AIM OF THE EXERCISE:
Word for word, return each entry that follows, with every image removed.

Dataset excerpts
=====
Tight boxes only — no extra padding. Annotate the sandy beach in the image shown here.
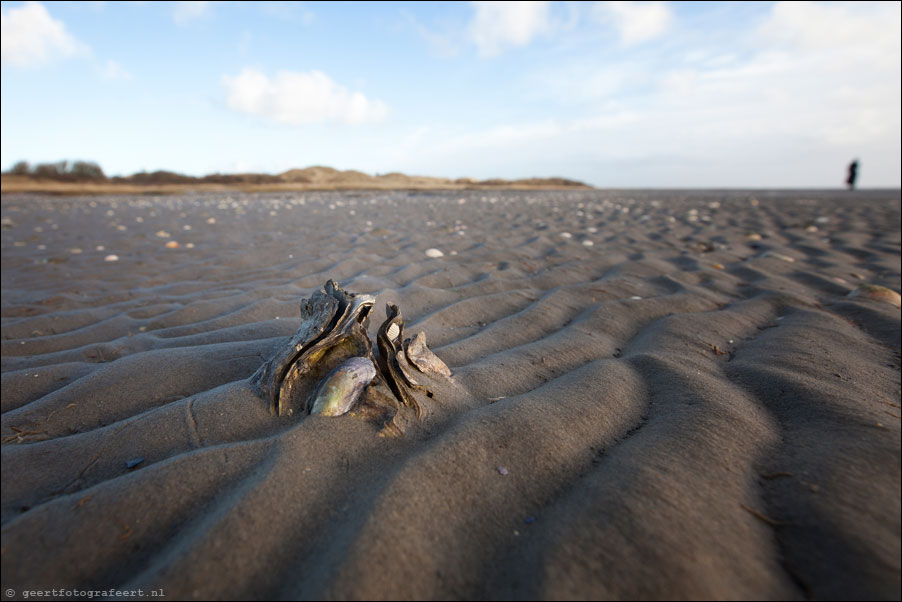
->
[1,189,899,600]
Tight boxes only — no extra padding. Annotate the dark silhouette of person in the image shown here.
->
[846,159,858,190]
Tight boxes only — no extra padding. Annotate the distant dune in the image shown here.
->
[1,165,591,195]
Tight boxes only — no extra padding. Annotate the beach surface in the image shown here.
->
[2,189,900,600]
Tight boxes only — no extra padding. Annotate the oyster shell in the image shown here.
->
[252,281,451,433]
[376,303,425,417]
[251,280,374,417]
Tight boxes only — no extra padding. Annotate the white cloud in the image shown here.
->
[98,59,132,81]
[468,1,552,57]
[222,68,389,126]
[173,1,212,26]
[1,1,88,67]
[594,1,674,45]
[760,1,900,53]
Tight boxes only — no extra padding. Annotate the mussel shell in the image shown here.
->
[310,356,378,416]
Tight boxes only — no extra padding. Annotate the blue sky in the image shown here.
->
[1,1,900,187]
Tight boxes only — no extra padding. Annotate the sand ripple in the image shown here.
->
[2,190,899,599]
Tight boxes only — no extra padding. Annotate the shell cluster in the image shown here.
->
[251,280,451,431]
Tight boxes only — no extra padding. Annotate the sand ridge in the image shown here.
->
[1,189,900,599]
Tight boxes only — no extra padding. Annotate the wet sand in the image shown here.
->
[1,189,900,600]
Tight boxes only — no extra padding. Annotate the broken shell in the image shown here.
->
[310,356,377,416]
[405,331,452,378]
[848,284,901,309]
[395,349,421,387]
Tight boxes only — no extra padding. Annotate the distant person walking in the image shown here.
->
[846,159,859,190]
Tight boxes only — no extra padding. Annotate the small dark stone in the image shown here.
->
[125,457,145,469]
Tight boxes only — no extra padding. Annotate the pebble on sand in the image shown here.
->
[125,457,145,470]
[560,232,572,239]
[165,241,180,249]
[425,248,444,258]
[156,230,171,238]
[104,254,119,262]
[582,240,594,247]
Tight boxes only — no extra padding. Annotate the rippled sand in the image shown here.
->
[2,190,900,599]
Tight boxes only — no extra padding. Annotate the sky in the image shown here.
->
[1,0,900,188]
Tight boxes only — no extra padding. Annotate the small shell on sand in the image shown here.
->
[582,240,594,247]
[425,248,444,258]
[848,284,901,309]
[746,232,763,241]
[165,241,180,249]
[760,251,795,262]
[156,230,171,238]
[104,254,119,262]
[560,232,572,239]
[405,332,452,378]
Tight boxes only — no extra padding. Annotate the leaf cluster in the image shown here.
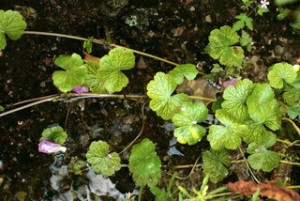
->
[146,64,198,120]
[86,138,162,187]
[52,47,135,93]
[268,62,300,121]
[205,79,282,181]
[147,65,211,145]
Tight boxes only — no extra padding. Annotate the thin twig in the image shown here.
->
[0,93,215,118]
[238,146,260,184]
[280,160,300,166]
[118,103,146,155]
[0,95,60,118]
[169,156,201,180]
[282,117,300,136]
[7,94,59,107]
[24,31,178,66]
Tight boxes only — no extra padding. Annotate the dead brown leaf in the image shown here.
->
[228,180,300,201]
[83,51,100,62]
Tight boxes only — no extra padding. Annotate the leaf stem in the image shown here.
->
=====
WRITTEN ANSWER:
Tight boxes only — no extra padding. Annotate the sandy beach in the image shown here.
->
[1,189,899,600]
Tight boxes only — no extra padding. Annotate the dark silhouette of person in the image shown here.
->
[846,159,858,190]
Tight boxes only — no extra padding. Annotate the distant dune in the image shown here.
->
[1,165,591,195]
Tight boxes only — no extra padding. Annotate the beach surface in the image shown here.
->
[2,189,900,600]
Tight boxes only — no extra padding. Annotate the oyster shell in the image shown here.
->
[252,281,451,433]
[376,303,425,417]
[251,280,374,417]
Tight boxes only — no extra padding. Annotate the white cloud in the image shown here.
->
[98,59,132,81]
[468,1,552,57]
[222,68,389,126]
[173,1,212,26]
[1,1,88,67]
[594,1,674,45]
[760,1,900,53]
Tight boxes only — no extra padding. Annotate the mussel shell in the image shown here.
->
[310,356,378,416]
Tight boxes only — no extra padding. Annotate the blue sky in the image shown here.
->
[1,1,900,187]
Tight boxes only — no extra padding. Annotate the sand ripple in the image shown here.
->
[2,190,899,599]
Tight boxes only — no extra padding. Annotate the shell cluster in the image shown here.
->
[251,280,451,431]
Tight boxes only — no extra padding. Annotate the sand ridge in the image shown here.
->
[1,189,900,599]
Tight boxes only — no extra padding. Annotate the wet sand in the image shown here.
->
[1,189,900,600]
Tight boxes only — no extra padding. Annotate the broken shell in the image shown here.
->
[310,356,377,416]
[405,331,452,378]
[848,284,901,309]
[395,349,421,387]
Tight boxes only — no extra padding. Annotate the distant person walking in the image shown here.
->
[846,159,859,190]
Tight boxes only — no extra padding. Annotate the small dark stone in the image shown here.
->
[125,457,145,469]
Tight boxes only — no extra padding. Annotate the pebble on sand in the image shown here.
->
[125,457,145,470]
[560,232,572,239]
[165,241,180,249]
[425,248,444,258]
[156,230,171,238]
[104,254,119,262]
[582,240,594,247]
Tight boxes only — no extra padding. Annotate the rippled sand in the image shown here.
->
[2,190,900,599]
Tight boxes only — no extra padding. Annotate the sky in the image shown here.
->
[1,0,900,188]
Tight boxes only — no extra padding. Annotate the small shell on sand in the image shown here.
->
[582,240,594,247]
[425,248,444,258]
[848,284,901,309]
[746,232,763,241]
[165,241,180,249]
[760,251,795,262]
[156,230,171,238]
[104,254,119,262]
[560,232,572,239]
[405,332,452,378]
Tight boxes only — no extra padding. Annotate the leaf cluster in the image shown here.
->
[146,64,198,120]
[86,138,162,187]
[52,47,135,93]
[268,62,300,121]
[205,79,282,181]
[147,65,211,145]
Tight boxes only — no extra padding. Annotate the thin twig in the image shown here.
->
[0,93,215,118]
[238,146,260,184]
[280,160,300,166]
[118,103,146,155]
[0,95,60,118]
[169,156,201,180]
[282,117,300,136]
[7,94,59,107]
[24,31,178,66]
Tight boxes only — no extra padding. Annotate the dead brown leaf in the image shown here.
->
[228,180,300,201]
[83,51,100,62]
Tight boxes only — no extra padding. Annotate the leaf stem in the image shown here.
->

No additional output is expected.